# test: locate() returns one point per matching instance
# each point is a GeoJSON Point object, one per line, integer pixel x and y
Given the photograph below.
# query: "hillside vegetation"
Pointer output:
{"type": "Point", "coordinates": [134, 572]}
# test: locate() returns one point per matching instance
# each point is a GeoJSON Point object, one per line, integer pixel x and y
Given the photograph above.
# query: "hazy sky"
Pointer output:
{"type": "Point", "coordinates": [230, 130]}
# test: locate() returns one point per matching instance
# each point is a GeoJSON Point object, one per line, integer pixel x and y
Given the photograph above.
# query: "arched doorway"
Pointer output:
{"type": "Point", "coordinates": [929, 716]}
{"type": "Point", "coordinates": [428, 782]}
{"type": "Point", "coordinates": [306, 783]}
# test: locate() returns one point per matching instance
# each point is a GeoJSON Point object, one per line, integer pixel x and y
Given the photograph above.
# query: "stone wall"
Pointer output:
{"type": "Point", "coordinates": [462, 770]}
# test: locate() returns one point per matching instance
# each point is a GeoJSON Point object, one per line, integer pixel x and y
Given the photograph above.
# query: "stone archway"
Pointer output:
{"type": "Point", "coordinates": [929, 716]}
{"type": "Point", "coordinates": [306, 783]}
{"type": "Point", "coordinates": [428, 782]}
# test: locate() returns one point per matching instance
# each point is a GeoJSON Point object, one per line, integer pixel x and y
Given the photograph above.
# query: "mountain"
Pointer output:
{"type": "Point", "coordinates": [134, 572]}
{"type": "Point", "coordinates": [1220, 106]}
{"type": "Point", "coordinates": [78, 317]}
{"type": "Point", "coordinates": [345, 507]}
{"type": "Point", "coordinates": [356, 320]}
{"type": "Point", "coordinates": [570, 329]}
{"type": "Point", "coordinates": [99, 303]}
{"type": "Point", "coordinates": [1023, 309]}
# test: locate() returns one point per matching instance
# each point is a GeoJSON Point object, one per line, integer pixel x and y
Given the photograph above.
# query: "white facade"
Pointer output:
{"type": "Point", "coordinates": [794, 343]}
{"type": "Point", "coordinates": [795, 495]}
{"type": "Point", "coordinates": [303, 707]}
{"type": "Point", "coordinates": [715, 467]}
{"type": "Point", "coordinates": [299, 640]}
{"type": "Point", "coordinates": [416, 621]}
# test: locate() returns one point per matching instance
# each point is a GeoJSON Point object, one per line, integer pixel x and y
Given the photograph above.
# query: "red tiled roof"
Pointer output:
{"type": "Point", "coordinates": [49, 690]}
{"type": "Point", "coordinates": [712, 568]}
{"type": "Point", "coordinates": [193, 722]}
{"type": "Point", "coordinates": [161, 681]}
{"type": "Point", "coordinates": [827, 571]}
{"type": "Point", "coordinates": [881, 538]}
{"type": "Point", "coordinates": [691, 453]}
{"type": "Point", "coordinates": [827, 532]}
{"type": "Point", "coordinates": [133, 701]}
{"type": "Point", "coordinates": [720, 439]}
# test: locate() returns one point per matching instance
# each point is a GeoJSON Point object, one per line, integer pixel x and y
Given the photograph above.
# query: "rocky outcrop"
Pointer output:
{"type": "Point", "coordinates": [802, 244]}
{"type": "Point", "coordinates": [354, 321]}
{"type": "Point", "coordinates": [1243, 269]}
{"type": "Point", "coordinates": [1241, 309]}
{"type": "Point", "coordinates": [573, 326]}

▬▬▬▬▬▬

PROBLEM REQUIREMENTS => Would you return all lines from the preceding listing that contain the word "stone"?

COMPLETED TASK =>
# query: "stone wall"
# query: "stone archway"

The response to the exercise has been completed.